• What needs to be done:
Pick out every line in the rows below that contains the word "scarf", and copy each of those lines.

• Provided entries:
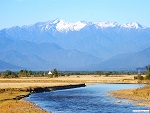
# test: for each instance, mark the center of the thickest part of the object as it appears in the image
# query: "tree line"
(28, 73)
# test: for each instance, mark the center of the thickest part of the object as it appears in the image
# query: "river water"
(89, 99)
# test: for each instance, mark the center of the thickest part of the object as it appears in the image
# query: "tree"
(55, 73)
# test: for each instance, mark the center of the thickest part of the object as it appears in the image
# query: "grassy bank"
(13, 88)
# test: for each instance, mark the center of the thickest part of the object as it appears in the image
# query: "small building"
(49, 73)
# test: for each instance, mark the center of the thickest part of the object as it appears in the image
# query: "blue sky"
(26, 12)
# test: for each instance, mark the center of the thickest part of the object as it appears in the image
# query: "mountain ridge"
(80, 45)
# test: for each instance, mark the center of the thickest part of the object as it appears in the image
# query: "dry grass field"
(13, 87)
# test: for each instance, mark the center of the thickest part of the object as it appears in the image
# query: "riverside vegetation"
(140, 96)
(15, 84)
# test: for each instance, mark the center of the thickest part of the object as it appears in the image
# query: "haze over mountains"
(75, 46)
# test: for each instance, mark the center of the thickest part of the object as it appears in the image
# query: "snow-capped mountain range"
(75, 46)
(63, 26)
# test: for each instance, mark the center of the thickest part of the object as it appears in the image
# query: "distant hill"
(7, 66)
(76, 46)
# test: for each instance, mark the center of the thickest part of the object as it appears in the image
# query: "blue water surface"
(89, 99)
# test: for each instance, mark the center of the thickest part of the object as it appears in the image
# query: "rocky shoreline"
(17, 104)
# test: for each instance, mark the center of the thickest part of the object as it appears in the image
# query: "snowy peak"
(66, 26)
(105, 24)
(135, 25)
(63, 26)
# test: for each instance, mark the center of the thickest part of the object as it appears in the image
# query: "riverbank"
(14, 89)
(139, 96)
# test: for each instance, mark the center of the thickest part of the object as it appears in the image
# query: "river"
(89, 99)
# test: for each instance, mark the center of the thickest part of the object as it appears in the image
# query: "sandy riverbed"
(20, 105)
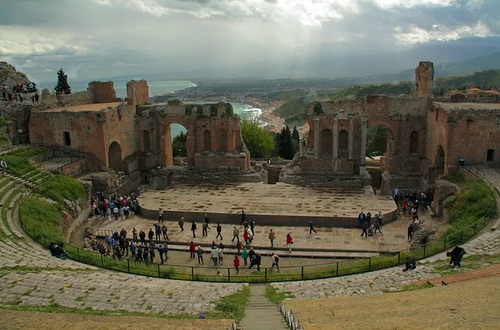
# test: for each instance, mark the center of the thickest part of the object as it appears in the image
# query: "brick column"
(363, 140)
(316, 137)
(351, 138)
(335, 153)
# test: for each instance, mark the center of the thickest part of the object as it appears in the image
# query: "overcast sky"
(105, 38)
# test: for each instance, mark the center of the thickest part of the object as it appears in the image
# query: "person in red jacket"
(236, 264)
(192, 249)
(289, 242)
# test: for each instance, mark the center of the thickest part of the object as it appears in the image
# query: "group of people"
(19, 92)
(117, 207)
(370, 224)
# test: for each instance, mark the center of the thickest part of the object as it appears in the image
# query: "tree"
(62, 86)
(284, 143)
(259, 142)
(179, 145)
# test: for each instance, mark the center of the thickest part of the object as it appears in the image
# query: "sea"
(162, 87)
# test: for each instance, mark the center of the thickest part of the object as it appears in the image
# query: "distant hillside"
(489, 79)
(9, 76)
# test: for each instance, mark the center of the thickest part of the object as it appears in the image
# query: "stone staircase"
(260, 313)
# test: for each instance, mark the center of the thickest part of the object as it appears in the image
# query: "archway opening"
(176, 152)
(440, 159)
(326, 144)
(115, 156)
(66, 139)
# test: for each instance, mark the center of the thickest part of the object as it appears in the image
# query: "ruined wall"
(424, 78)
(137, 92)
(103, 92)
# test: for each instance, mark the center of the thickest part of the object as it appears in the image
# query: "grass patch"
(42, 220)
(59, 188)
(275, 296)
(474, 202)
(232, 306)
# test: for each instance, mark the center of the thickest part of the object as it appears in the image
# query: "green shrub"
(42, 220)
(59, 188)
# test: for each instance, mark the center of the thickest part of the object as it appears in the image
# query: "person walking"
(214, 255)
(219, 231)
(193, 229)
(272, 237)
(236, 234)
(275, 259)
(181, 223)
(164, 230)
(311, 228)
(199, 252)
(236, 264)
(192, 249)
(289, 242)
(244, 255)
(364, 228)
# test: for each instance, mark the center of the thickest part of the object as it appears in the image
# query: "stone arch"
(343, 144)
(440, 161)
(146, 142)
(326, 144)
(66, 139)
(222, 139)
(115, 160)
(207, 140)
(414, 142)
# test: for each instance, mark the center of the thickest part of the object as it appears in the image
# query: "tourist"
(252, 226)
(311, 228)
(164, 230)
(193, 229)
(199, 252)
(192, 249)
(236, 234)
(214, 255)
(236, 264)
(160, 215)
(289, 242)
(456, 256)
(3, 166)
(255, 261)
(142, 236)
(219, 231)
(378, 223)
(364, 228)
(158, 231)
(275, 259)
(204, 229)
(243, 217)
(220, 254)
(410, 232)
(181, 223)
(244, 255)
(272, 237)
(161, 253)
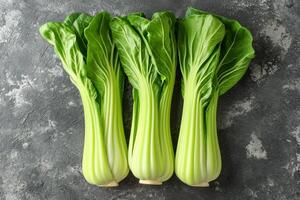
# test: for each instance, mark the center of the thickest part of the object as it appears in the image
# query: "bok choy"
(147, 51)
(89, 56)
(214, 53)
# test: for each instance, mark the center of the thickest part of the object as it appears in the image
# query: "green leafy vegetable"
(214, 53)
(147, 51)
(89, 56)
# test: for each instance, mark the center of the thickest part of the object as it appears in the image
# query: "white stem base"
(110, 184)
(205, 184)
(150, 182)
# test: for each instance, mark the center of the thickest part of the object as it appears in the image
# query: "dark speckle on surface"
(41, 117)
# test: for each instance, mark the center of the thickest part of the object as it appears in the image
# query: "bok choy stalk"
(89, 56)
(147, 51)
(214, 53)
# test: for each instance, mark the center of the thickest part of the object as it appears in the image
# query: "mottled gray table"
(41, 118)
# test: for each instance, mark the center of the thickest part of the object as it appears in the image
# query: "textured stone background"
(41, 118)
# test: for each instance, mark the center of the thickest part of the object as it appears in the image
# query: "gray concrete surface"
(41, 118)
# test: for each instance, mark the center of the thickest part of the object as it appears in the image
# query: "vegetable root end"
(150, 182)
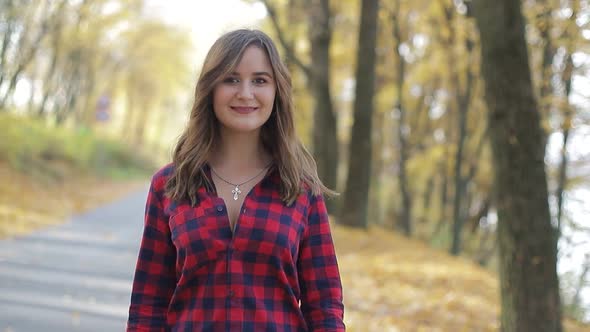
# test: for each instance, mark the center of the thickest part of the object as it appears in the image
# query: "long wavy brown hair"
(295, 165)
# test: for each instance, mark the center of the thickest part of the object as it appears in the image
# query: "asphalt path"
(73, 277)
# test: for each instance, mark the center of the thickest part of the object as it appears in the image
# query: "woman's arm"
(155, 276)
(319, 278)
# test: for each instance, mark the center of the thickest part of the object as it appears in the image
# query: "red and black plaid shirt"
(276, 272)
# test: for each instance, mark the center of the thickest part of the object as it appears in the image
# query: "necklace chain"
(236, 191)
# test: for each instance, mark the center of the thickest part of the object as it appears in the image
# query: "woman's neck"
(239, 154)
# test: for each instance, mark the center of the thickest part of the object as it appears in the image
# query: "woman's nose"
(245, 90)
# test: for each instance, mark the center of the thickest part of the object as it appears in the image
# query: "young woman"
(236, 234)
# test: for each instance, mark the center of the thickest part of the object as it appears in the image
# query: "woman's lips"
(244, 110)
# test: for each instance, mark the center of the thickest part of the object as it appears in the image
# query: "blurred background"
(94, 93)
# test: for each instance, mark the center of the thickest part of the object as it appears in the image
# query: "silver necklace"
(236, 191)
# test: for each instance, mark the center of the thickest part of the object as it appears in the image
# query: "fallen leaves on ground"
(30, 202)
(392, 283)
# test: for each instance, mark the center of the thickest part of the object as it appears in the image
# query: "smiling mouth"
(243, 110)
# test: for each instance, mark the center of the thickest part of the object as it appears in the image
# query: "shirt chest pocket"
(199, 237)
(276, 235)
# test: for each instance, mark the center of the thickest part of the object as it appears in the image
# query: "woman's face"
(243, 101)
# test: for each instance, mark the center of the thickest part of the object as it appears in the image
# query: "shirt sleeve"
(155, 276)
(319, 277)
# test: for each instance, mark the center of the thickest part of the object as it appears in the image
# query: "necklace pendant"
(236, 191)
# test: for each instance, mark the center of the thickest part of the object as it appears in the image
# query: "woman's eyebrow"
(257, 73)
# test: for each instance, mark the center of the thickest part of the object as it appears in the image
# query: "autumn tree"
(354, 208)
(528, 278)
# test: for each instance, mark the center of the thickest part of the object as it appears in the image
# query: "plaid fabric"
(278, 272)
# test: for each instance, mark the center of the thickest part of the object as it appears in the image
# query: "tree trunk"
(354, 208)
(528, 277)
(325, 139)
(405, 216)
(463, 101)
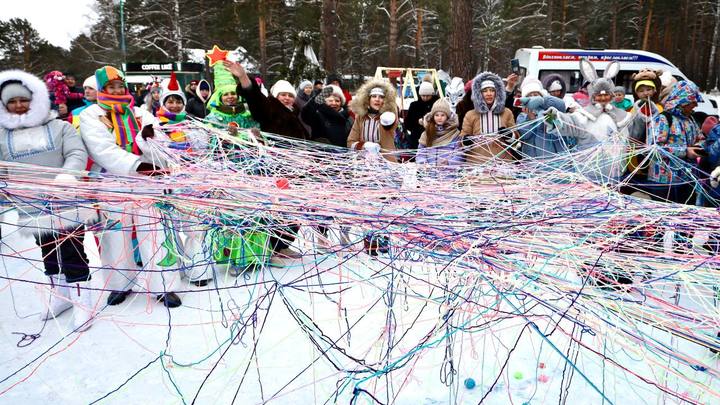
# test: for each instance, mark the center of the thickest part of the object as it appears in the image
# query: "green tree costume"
(239, 242)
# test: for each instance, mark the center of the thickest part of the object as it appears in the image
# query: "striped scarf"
(490, 123)
(371, 129)
(166, 117)
(125, 126)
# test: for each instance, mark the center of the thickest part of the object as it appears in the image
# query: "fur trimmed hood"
(500, 95)
(361, 102)
(39, 112)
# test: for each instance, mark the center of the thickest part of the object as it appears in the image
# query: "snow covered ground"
(322, 328)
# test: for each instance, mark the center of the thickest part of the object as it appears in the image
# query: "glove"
(551, 119)
(714, 177)
(646, 109)
(324, 93)
(371, 147)
(534, 103)
(147, 132)
(149, 169)
(65, 179)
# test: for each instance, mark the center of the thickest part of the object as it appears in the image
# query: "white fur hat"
(426, 89)
(337, 92)
(13, 90)
(282, 86)
(531, 85)
(555, 86)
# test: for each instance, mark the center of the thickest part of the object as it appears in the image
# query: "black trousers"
(64, 252)
(282, 238)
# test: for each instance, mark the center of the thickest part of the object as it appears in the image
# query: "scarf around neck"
(167, 117)
(125, 126)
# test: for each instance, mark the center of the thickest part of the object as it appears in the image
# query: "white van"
(540, 62)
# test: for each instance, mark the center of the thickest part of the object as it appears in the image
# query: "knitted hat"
(441, 106)
(12, 89)
(303, 84)
(282, 86)
(334, 77)
(170, 87)
(106, 74)
(426, 89)
(337, 92)
(486, 84)
(203, 85)
(377, 91)
(709, 124)
(90, 82)
(531, 85)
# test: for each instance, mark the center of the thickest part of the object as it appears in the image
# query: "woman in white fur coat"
(116, 134)
(30, 134)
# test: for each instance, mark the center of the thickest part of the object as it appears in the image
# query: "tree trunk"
(549, 32)
(562, 24)
(613, 30)
(711, 81)
(461, 48)
(330, 22)
(177, 31)
(418, 33)
(640, 14)
(393, 33)
(262, 34)
(26, 51)
(648, 22)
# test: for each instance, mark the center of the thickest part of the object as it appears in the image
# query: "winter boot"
(83, 307)
(59, 299)
(170, 300)
(117, 297)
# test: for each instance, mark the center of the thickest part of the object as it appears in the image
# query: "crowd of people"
(103, 127)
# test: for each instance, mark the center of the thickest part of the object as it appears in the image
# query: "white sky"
(57, 21)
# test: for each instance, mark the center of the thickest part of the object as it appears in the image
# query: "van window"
(574, 78)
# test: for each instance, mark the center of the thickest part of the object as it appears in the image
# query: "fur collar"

• Exercise result:
# query: "striped scarf"
# query: "scarf around neck"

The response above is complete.